Short exercise >>
Copy every one of the rows below word for word, leaving each line unchanged.

Items >>
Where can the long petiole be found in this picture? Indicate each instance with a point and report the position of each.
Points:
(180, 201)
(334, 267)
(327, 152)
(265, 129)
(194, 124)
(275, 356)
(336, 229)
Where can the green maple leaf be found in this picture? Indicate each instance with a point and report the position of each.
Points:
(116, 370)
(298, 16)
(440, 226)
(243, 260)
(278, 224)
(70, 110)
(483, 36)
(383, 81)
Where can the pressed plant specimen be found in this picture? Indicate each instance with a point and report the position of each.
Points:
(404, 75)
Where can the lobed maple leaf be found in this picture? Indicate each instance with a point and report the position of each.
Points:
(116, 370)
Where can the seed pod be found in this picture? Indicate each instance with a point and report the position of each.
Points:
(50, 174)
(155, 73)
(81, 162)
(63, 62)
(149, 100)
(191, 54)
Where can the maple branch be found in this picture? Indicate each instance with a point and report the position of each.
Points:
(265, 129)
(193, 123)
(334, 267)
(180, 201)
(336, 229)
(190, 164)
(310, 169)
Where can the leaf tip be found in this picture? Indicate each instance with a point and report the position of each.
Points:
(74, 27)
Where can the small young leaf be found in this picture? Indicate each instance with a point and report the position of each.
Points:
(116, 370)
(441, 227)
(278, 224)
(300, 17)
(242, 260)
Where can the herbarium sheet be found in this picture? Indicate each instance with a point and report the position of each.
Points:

Correct output >>
Where can the long petiole be found in this picture? Indicate each instance with a point and report the position of each.
Points:
(180, 201)
(334, 267)
(327, 152)
(265, 129)
(194, 124)
(275, 356)
(336, 229)
Where can the green maple leaf be found in this picture? Indicate each instance with a point and report the position of each.
Points:
(116, 370)
(298, 16)
(440, 226)
(243, 260)
(278, 224)
(70, 110)
(483, 36)
(383, 81)
Where can the pressed plant specimen be found in this picture? Indicate each instance with a point and report the position of each.
Points:
(404, 75)
Where can the lobed maple leaf be found in this picture? Indicate each instance with a point and report the position of each.
Points:
(116, 370)
Where can the seed pod be found in this picture? Indicate each instance with a point and report the position of each.
Points:
(50, 174)
(155, 73)
(81, 162)
(63, 62)
(149, 100)
(191, 54)
Where can the maple branch be found in this picture? Indicate each instance with a point and report the position of each.
Points:
(265, 129)
(193, 123)
(334, 267)
(180, 201)
(336, 229)
(190, 164)
(310, 169)
Where can the leaf tip be found in this picture? Indicate each instance with a point and report the position of each.
Points:
(74, 27)
Where can the small young leaf be found in this picture? Indicate each instance with a point and report the position of each.
Points:
(116, 370)
(441, 227)
(278, 224)
(300, 17)
(242, 260)
Where can the herbarium sheet be found in this picture? Indicate each instance with a point and report the position of each.
Points:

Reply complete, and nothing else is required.